DOCUMENT SECTION:
════════════════

Frieze New York
Frieze New York Annex
536 West 22nd Street
For the latest edition of Frieze New York at The Shed, Lehmann Maupin will present a selection of new work by gallery artists Hernan Bas and Gilbert & George, as well as paintings by artist Dominic Chambers. Lehmann Maupin’s presentation at the fair will extend to the gallery’s 22nd Street location in Chelsea in the form of a curated showcase. With its close proximity to the fair, Frieze New York Annex will offer a selection of additional works by Bas, Chambers, and Gilbert & George, as well as a special viewing room dedicated to McArthur Binion and the artist's social justice mission and foundation Modern Ancient Brown, which upholds core pillars of the Frieze Vision & Justice Project.
At the Fair
As part of the fair presentation the gallery will exhibit two new free-standing paintings inspired by Art Deco room dividing screens. Bas began creating screens as part of an exploration of the domestic interiors of Pierre Bonnard and Édouard Vuillard, as well as the tradition of painting screens found in the Nabis school from the 1880s through the early 20th century. In recent years, Bas has gained widespread recognition for his compelling storytelling and cinematic compositions that take inspiration from science fiction novels, 19th century painting, fashion, and the artist’s own life experiences. “While I don’t consider the characters in my work to be self-portraits, in some way I do see a lot of myself in the things they find interesting.” Bas explains, “They are all typically alone in the middle of some adventure and that—in a nutshell—describes my childhood perfectly.” This presentation coincides with Choose Your Own Adventure, Bas’ first solo exhibition in Korea, on view at Space K, Seoul through May 27, 2021.
Also on view at Frieze New York and debuting in the United States for the first time is a selection from Gilbert & George’s newest body of work, NEW NORMAL PICTURES. In this series, the artist duo sets out on foot through London’s East End amidst the backdrop of the global pandemic. Provocative and packed with dark humor, the mixed-media works continue the artists’ decades-long quest to become a work of art themselves. Most recently, Gilbert & George were the subject of a major retrospective, THE GREAT EXHIBITION, 1971-2016, curated by Hans Ulrich Obrist and Daniel Birnbaum at Luma Westbau and Kunsthalle Zürich, Switzerland in 2020.

════════════════

EXERCISES TO COMPLETE:
a. Answer these questions using the Frieze New York announcement:
(i) Where is Bas's first solo exhibition in Korea on view, and until what date?
(ii) What is the title of Gilbert & George's newest body of work?
(iii) What is the name of McArthur Binion's social justice mission and foundation?
b. Reproduce the Frieze New York announcement from "Also on view" to "Switzerland in 2020.", switching "dark humor" to "biting wit".
The records below come from a different source than the Frieze New York announcement.

EXCERPTED DATA:
════════════════

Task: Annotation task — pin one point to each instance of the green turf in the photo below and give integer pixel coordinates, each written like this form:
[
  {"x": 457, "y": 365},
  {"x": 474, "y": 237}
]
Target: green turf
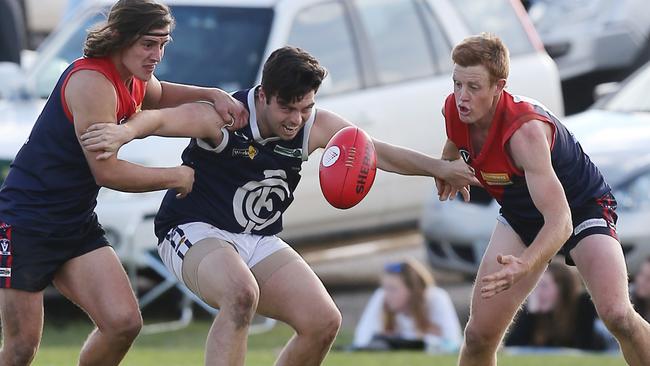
[{"x": 60, "y": 346}]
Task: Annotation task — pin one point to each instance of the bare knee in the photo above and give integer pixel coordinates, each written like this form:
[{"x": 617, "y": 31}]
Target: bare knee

════════════════

SOLUTIONS TO EACH TASK:
a.
(i) Space K, Seoul, through May 27, 2021
(ii) NEW NORMAL PICTURES
(iii) Modern Ancient Brown

b.
Also on view at Frieze New York and debuting in the United States for the first time is a selection from Gilbert & George’s newest body of work, NEW NORMAL PICTURES. In this series, the artist duo sets out on foot through London’s East End amidst the backdrop of the global pandemic. Provocative and packed with biting wit, the mixed-media works continue the artists’ decades-long quest to become a work of art themselves. Most recently, Gilbert & George were the subject of a major retrospective, THE GREAT EXHIBITION, 1971-2016, curated by Hans Ulrich Obrist and Daniel Birnbaum at Luma Westbau and Kunsthalle Zürich, Switzerland in 2020.